+++ Отрывок

Овладев ими, Махмуд Мухтар создает образы феллахов и бедуинов. В них он ищет и находит не задавленных нищетой и деспотизмом людей, а воплощение терпения, стойкости, достоинства, мудрости.
Художника уже стала подтачивать болезнь, когда он завершил работу над главным делом своей жизни - скульптурной группой "Возрождение Египта". В этом памятнике воплотились и эпоха надежд, которую пережила страна, и движения его души. Махмуда Мухтара словно нес на крыльях угасший, но не умерший порыв революции 1919 года, когда на улицах Каира обнялись полумесяц и крест - мусульмане и копты-христиане, восставшие против англичан. Подъем духа сменило разочарование. Но художника поддерживала вера в древнюю цивилизацию родины и ее молодежь.
Так родилась из-под его резца из асуанского гранита группа "Возрождение Египта". Сфинкс - мощный лев с прекрасным лицом египетского юноши - словно только что стряхнул сон и оглядывает мир в величавом спокойствии, и статная, сильная девушка, положив одну руку на его голову, другой приподнимает накидку. Оба смотрят за горизонт, как будто их взору открыто что-то неведомое другим.
Над "Возрождением Египта" Мухтар трудился почти десять лет. Он завершил памятник в 1928 году и уехал лечиться. Затем на последнем дыхании он создал еще несколько скульптур и вскоре умер в возрасте сорока трех лет.

++++++
+++ Данные

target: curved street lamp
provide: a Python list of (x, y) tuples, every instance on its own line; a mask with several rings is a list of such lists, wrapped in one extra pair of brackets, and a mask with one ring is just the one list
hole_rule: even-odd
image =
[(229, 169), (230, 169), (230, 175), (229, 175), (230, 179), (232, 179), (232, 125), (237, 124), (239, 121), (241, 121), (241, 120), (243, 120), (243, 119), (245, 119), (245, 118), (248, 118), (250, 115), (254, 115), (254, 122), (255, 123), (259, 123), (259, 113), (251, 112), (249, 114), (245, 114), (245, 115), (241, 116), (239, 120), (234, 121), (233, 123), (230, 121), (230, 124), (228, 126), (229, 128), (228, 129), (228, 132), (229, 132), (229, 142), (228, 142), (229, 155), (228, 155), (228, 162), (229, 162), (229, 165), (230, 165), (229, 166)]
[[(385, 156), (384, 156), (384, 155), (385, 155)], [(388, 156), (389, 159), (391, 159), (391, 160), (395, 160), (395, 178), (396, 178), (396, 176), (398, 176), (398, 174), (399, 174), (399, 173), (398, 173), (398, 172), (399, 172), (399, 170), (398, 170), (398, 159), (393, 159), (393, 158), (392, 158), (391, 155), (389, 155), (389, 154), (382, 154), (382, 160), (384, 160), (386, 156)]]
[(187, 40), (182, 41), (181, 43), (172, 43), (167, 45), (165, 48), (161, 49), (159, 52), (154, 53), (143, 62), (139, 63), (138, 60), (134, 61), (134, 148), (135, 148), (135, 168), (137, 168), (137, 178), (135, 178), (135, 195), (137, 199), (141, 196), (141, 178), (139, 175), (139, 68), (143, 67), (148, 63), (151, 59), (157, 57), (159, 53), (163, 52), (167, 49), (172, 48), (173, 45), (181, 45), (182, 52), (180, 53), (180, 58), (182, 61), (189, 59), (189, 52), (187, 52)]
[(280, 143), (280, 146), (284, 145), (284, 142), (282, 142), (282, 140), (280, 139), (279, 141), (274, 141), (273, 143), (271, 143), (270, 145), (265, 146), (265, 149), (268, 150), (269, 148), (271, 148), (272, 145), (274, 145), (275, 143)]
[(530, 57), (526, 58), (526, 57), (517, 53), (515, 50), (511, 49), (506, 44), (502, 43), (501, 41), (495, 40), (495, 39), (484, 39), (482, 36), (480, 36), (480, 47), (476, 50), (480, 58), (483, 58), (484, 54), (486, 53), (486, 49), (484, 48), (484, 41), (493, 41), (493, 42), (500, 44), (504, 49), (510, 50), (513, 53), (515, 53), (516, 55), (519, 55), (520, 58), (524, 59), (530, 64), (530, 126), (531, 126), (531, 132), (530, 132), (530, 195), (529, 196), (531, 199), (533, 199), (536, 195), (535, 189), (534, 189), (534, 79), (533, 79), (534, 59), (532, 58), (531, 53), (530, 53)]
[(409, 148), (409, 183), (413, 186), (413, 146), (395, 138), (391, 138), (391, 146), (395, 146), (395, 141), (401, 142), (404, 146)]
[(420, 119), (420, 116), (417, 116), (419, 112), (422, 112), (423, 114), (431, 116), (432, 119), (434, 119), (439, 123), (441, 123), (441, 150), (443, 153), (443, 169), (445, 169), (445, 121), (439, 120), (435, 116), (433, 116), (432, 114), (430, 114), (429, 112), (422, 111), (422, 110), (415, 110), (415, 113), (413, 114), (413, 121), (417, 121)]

++++++

- **Задача 1**
Из какого камня, согласно отрывку о Махмуде Мухтаре, высечена группа «Возрождение Египта»?
- **Задача 2**
Продолжите отрывок о скульпторе Махмуде Мухтаре, начав сразу после его последнего предложения.

- **Итоговый ответ 1**
Из асуанского гранита.

- **Итоговый ответ 2**
Скульптурная группа "Возрождение Египта" встречала приезжающих в столицу на привокзальной площади Баб-эль-Хадид. В пятидесятые годы ее заменила колоссальная статуя Рамзеса II, а Сфинкс с девушкой перебрались в Гизу, на левый берег Нила, встав перед аллеей пальм, ведущей к главному зданию Каирского университета.
В студенческие годы, идя на лекции в университет, я не раз всматривался в лица Сфинкса и стоящей рядом с ним девушки, словно оживавших в лучах восходящего солнца, и думал о подвиге и трагедии Мухтара. В 1984 году, приехав в очередной раз в Каир, я решил навестить памятник, с которым у меня было связано немало воспоминаний, и прошелся из советского посольства до Университетского моста. Памятник стоял на своем месте, величественно возносясь над какофонией автомобильных гудков и визга тормозов, окуриваемый выхлопными газами. Девушка и лев с лицом человека, как и раньше, смотрели вдаль, на Университетский мост. Но мне показалось, что их губы тронула ироническая улыбка.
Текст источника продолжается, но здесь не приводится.